=== ASSIGNMENT ===
Among the entries below, only the lines starting at the one with "Target: temple doorway" and ending at the one with "Exercise. Find the orange", both included, are to be printed exactly.

=== MATERIAL FOR THE TASK ===
::::::::

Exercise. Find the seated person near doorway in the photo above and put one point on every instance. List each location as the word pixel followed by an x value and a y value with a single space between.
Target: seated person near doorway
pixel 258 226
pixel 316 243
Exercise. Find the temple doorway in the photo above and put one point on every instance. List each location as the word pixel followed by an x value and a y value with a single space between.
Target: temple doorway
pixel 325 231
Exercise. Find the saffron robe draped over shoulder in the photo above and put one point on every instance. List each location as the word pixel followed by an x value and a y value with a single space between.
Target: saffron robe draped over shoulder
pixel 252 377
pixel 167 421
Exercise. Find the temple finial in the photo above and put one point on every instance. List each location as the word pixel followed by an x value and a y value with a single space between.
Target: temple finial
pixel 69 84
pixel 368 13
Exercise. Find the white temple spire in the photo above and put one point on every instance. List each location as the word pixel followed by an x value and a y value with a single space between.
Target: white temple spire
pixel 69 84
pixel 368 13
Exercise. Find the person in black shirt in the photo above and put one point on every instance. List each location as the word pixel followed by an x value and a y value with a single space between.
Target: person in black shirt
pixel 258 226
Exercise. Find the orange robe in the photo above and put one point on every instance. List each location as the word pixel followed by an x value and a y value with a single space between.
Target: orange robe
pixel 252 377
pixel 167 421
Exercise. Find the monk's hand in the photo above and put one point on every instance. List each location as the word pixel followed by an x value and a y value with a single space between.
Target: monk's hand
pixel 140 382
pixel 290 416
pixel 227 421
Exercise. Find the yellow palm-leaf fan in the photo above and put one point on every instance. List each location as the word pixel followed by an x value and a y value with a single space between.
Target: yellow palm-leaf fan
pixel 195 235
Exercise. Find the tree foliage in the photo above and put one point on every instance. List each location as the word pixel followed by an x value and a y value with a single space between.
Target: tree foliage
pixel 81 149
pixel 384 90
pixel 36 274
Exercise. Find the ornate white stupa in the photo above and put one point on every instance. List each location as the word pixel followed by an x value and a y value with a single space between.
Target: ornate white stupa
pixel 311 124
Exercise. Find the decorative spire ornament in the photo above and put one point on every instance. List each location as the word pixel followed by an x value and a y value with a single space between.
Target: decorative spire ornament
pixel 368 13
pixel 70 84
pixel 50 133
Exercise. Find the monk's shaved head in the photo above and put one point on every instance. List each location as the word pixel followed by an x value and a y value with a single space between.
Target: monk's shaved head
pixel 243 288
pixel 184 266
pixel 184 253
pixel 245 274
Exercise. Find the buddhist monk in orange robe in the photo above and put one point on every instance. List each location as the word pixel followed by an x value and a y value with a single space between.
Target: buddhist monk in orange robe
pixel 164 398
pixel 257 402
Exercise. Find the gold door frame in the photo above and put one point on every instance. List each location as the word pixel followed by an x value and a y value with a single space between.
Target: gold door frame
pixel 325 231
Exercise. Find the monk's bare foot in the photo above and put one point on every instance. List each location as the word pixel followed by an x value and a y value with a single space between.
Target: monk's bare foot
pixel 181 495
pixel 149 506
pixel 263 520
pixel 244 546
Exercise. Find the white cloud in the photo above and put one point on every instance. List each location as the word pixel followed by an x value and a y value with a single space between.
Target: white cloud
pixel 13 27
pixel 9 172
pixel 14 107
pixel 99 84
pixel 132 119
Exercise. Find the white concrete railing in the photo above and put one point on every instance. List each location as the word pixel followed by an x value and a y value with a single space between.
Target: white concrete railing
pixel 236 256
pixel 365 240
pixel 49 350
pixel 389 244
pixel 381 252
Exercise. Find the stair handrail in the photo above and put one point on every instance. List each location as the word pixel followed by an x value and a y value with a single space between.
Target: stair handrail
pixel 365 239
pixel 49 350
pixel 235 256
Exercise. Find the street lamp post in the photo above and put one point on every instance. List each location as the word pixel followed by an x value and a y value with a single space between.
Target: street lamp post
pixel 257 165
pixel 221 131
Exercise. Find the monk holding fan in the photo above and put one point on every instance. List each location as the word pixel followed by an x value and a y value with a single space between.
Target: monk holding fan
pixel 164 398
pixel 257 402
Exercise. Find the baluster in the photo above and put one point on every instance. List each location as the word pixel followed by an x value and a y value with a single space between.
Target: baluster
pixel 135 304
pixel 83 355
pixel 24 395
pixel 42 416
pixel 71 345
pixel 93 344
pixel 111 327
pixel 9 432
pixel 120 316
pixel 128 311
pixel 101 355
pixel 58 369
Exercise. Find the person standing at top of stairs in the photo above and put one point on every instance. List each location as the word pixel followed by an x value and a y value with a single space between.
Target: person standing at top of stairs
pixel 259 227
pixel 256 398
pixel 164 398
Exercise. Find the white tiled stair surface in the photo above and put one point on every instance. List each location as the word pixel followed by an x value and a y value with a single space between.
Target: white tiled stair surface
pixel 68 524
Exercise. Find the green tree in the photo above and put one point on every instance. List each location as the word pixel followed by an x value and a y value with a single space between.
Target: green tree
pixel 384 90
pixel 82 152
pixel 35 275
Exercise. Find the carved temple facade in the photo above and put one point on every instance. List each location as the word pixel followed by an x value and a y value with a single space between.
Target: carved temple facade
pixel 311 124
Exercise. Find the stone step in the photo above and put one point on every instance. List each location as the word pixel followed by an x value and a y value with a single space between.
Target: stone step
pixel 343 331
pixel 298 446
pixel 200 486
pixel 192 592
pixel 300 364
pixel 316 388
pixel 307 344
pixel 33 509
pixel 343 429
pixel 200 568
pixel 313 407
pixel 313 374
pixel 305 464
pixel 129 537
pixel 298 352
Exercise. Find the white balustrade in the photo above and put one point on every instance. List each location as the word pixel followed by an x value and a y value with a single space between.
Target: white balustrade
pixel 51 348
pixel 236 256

::::::::

=== TASK OUTPUT ===
Target: temple doorway
pixel 325 231
Exercise. Find the saffron robe draped over shoulder in the photo above and put one point on every instance. List each location as the word pixel followed by an x value and a y value with a single space between.
Target: saffron robe draped over shoulder
pixel 252 377
pixel 167 421
Exercise. Find the temple finial in the photo above and put one point on every instance. List each location as the word pixel followed by an x value and a y value with a single space between.
Target: temple finial
pixel 69 84
pixel 368 13
Exercise. Find the white temple spire in the photo above and put one point on every instance. List each location as the word pixel followed by an x value and a y value with a single space between.
Target: white temple spire
pixel 69 84
pixel 368 13
Exercise. Find the person in black shirt in the photo above and put one point on every instance. List each location as the word pixel followed by an x value and a y value with a single space between.
Target: person in black shirt
pixel 258 226
Exercise. Find the orange robe in the photo above and put one point on every instance. List each location as the word pixel followed by an x value and a y value with a single space between.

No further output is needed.